Some records:
(begin)

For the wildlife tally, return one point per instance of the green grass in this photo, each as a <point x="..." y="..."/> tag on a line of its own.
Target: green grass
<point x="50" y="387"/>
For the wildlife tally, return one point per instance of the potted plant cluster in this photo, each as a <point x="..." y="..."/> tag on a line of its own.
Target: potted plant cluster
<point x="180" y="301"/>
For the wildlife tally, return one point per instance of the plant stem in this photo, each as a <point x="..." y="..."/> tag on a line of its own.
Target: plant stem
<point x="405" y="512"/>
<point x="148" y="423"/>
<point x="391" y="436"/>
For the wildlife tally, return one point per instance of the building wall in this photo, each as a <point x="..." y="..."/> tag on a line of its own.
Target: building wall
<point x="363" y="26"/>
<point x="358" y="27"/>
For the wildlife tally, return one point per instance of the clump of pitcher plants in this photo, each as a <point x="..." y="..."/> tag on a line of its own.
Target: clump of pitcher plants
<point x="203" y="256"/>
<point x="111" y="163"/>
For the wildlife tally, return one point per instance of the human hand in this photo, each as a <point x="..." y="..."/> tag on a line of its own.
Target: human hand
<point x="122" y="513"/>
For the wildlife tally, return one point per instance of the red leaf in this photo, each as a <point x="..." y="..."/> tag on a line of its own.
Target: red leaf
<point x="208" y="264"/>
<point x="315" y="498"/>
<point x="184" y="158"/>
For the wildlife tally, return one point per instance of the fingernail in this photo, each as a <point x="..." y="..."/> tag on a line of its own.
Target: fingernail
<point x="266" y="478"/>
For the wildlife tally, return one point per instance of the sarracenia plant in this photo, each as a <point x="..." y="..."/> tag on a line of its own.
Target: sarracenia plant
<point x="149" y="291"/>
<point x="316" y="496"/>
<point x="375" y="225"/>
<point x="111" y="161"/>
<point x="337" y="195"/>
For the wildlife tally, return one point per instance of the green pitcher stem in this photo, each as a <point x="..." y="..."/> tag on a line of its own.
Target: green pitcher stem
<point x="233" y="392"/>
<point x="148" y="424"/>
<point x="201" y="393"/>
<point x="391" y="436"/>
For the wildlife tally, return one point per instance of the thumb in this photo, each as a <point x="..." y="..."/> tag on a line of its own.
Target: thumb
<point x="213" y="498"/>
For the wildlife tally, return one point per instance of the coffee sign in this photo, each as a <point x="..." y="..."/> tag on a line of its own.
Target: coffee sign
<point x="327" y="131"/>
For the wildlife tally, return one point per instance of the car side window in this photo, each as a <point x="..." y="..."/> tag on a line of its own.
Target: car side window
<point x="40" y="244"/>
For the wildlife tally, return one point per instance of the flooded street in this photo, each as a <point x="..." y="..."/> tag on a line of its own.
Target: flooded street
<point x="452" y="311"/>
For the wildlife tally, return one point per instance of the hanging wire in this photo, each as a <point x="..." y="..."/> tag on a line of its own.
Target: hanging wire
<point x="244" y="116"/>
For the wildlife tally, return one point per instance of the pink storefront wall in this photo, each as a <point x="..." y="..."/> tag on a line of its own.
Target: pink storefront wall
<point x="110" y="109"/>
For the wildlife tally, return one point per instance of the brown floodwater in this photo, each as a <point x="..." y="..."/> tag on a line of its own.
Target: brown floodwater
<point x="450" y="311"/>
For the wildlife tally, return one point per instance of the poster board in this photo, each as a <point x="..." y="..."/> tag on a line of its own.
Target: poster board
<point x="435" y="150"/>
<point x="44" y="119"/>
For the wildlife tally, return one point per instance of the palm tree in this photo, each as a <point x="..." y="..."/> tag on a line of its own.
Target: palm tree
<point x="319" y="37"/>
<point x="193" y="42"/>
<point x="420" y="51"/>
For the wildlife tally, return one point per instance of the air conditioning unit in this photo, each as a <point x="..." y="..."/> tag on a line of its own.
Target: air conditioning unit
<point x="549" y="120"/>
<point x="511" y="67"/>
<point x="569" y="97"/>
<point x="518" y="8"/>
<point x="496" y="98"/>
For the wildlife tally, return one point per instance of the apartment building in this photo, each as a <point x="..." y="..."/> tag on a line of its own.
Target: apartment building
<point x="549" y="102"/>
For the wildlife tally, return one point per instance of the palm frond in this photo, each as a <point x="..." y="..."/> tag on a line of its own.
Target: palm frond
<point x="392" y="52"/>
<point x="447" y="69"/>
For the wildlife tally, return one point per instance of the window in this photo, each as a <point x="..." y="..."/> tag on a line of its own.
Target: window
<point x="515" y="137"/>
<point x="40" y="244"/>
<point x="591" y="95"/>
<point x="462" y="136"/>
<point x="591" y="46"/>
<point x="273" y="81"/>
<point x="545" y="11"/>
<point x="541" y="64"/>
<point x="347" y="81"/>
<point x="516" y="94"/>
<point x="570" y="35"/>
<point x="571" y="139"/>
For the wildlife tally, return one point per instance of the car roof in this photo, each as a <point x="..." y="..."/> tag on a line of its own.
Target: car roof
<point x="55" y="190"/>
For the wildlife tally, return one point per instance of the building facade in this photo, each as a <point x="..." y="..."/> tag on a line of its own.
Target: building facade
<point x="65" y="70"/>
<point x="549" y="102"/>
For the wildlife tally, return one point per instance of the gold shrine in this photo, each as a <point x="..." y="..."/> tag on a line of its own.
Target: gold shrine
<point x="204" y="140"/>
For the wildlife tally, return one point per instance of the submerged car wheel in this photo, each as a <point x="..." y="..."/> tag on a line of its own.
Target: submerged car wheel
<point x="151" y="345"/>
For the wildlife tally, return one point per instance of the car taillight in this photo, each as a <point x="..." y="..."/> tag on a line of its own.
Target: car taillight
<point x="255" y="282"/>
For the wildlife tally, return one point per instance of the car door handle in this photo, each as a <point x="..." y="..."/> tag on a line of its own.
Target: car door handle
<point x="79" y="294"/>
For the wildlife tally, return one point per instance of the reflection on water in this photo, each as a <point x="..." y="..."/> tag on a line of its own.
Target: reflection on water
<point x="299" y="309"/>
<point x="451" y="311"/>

(end)

* [Goal]: Can you restate every record above word for word?

* [Expected answer]:
For the wildlife tally, return one point per instance of the green grass in this photo, each as a <point x="..." y="..."/> tag on a line of its own.
Target: green grass
<point x="50" y="387"/>
For the wildlife tally, return one point per instance of the potted plant cluster in this photo, each as a <point x="..." y="..."/> tag on a line of its own.
Target: potted plant cluster
<point x="180" y="301"/>
For the wildlife tally, return one point per instance of the plant stem in this photo, each as a <point x="..." y="..."/> tag on a line of its own.
Target: plant stem
<point x="405" y="512"/>
<point x="148" y="423"/>
<point x="391" y="436"/>
For the wildlife tally, return one point per instance of the building wall in this photo, each as a <point x="..." y="..."/> tag on a line of its own.
Target: building wall
<point x="363" y="26"/>
<point x="358" y="27"/>
For the wildlife tally, return one point per instance of the clump of pitcher plants in this photo, each as a <point x="..." y="..."/> tag on a line of its own.
Target: clump of pitcher plants
<point x="203" y="256"/>
<point x="111" y="163"/>
For the wildlife tally, return one point per instance of the human hand in this photo, each as a <point x="..." y="..."/> tag on a line of its own.
Target: human hand
<point x="122" y="513"/>
For the wildlife tally, return one point per instance of the red leaf in this photo, each as a <point x="..." y="..."/> tag on a line of its own.
Target: red leaf
<point x="208" y="264"/>
<point x="315" y="498"/>
<point x="184" y="158"/>
For the wildlife tally, return one point per instance of the fingernail in this photo, each as a <point x="..." y="..."/> tag on a line of its own.
Target: fingernail
<point x="266" y="478"/>
For the wildlife tally, return one point per instance of the sarracenia plant in this photo, each as a <point x="..." y="..."/> tag on a line of its own.
Target: sarracenia plant
<point x="149" y="291"/>
<point x="316" y="496"/>
<point x="375" y="225"/>
<point x="111" y="161"/>
<point x="337" y="195"/>
For the wildlife tally, return one point per instance of the green pitcher stem in this photo, each as a <point x="..." y="..."/> tag on a line of its own.
Target: green pitcher stem
<point x="233" y="392"/>
<point x="148" y="424"/>
<point x="201" y="393"/>
<point x="391" y="436"/>
For the wildlife tally, return one point per instance of the thumb in this photo, each as a <point x="..." y="..."/> tag on a line of its own.
Target: thumb
<point x="213" y="498"/>
For the wildlife tally, return one point per instance of the coffee sign in this photo, each as a <point x="..." y="..."/> tag on a line of its own.
Target: coffee sign
<point x="327" y="131"/>
For the wildlife tally, return one point per instance of the car side window in this photo, each as a <point x="..." y="..."/> tag on a line of its own.
Target: car side window
<point x="40" y="244"/>
For the wildlife tally, return one point per instance of the flooded street in this photo, each as a <point x="..." y="..."/> tag on a line of its own.
Target: flooded street
<point x="452" y="311"/>
For the wildlife tally, return one point per instance of the hanging wire in this photo, each as a <point x="..." y="..."/> tag on a line of its own.
Target: hanging wire
<point x="244" y="116"/>
For the wildlife tally, return one point per instance of the pink storefront wall in this photo, each as a <point x="..." y="..."/> tag on a line of its own.
Target: pink storefront wall
<point x="110" y="109"/>
For the wildlife tally, return one point per instance of the brown floodwater in this photo, each as a <point x="..." y="..."/> tag on a line of its own.
Target: brown floodwater
<point x="450" y="311"/>
For the wildlife tally, return one point per instance of the poster board in this photo, each as a <point x="..." y="..."/> tag on a line of its own.
Target: poster board
<point x="435" y="150"/>
<point x="44" y="119"/>
For the wildlife tally, return one point per instance of the palm tree in this photo, each as a <point x="..." y="..."/> tag on a line of its own.
Target: palm tree
<point x="319" y="37"/>
<point x="193" y="42"/>
<point x="420" y="51"/>
For the wildlife tally, return one point per instance of the air conditioning unit in this photo, each as a <point x="..." y="..."/> tag on a line of its own.
Target: air conditioning unit
<point x="549" y="120"/>
<point x="511" y="67"/>
<point x="569" y="97"/>
<point x="518" y="8"/>
<point x="496" y="98"/>
For the wildlife tally, return one point per instance of the apartment building in this photo, each as a <point x="..." y="..."/> tag on a line of its own.
Target: apartment building
<point x="549" y="102"/>
For the wildlife tally, return one point per instance of the palm frond in this photo, each as a <point x="..." y="..."/> tag on a line of its own.
Target: palm frond
<point x="392" y="52"/>
<point x="447" y="69"/>
For the wildlife tally, return one point per instance of the window in this photo, each as a <point x="..." y="..."/> tag on a line of its own.
Target: window
<point x="515" y="137"/>
<point x="40" y="244"/>
<point x="591" y="95"/>
<point x="462" y="136"/>
<point x="591" y="46"/>
<point x="273" y="81"/>
<point x="545" y="11"/>
<point x="541" y="64"/>
<point x="347" y="81"/>
<point x="516" y="94"/>
<point x="570" y="35"/>
<point x="571" y="139"/>
For the wildlife tally, return one point per instance of the car roof in this photo, each as a <point x="..." y="..."/> tag on a line of its own.
Target: car roof
<point x="55" y="190"/>
For the wildlife tally, return one point per instance of the building facade in this photo, each as a <point x="..." y="..."/> tag on a line of its own.
Target: building facade
<point x="65" y="70"/>
<point x="549" y="102"/>
For the wildlife tally, return one point per instance of the gold shrine in this photo, each as a <point x="..." y="..."/> tag on a line of its own.
Target: gold shrine
<point x="204" y="140"/>
For the wildlife tally, return one point per instance of the submerged car wheel in this photo, each as a <point x="..." y="..."/> tag on a line of its own.
Target: submerged car wheel
<point x="151" y="345"/>
For the wildlife tally, return one point per instance of the car taillight in this photo, each as a <point x="..." y="..."/> tag on a line of its own.
Target: car taillight
<point x="255" y="282"/>
For the wildlife tally, return one point per instance of the car door handle in this photo, each as a <point x="..." y="..."/> tag on a line of its own.
Target: car door handle
<point x="79" y="294"/>
For the wildlife tally, return one point per instance of the reflection on water in this photo, each as a <point x="..." y="..."/> tag on a line of its own.
Target: reflection on water
<point x="299" y="309"/>
<point x="451" y="311"/>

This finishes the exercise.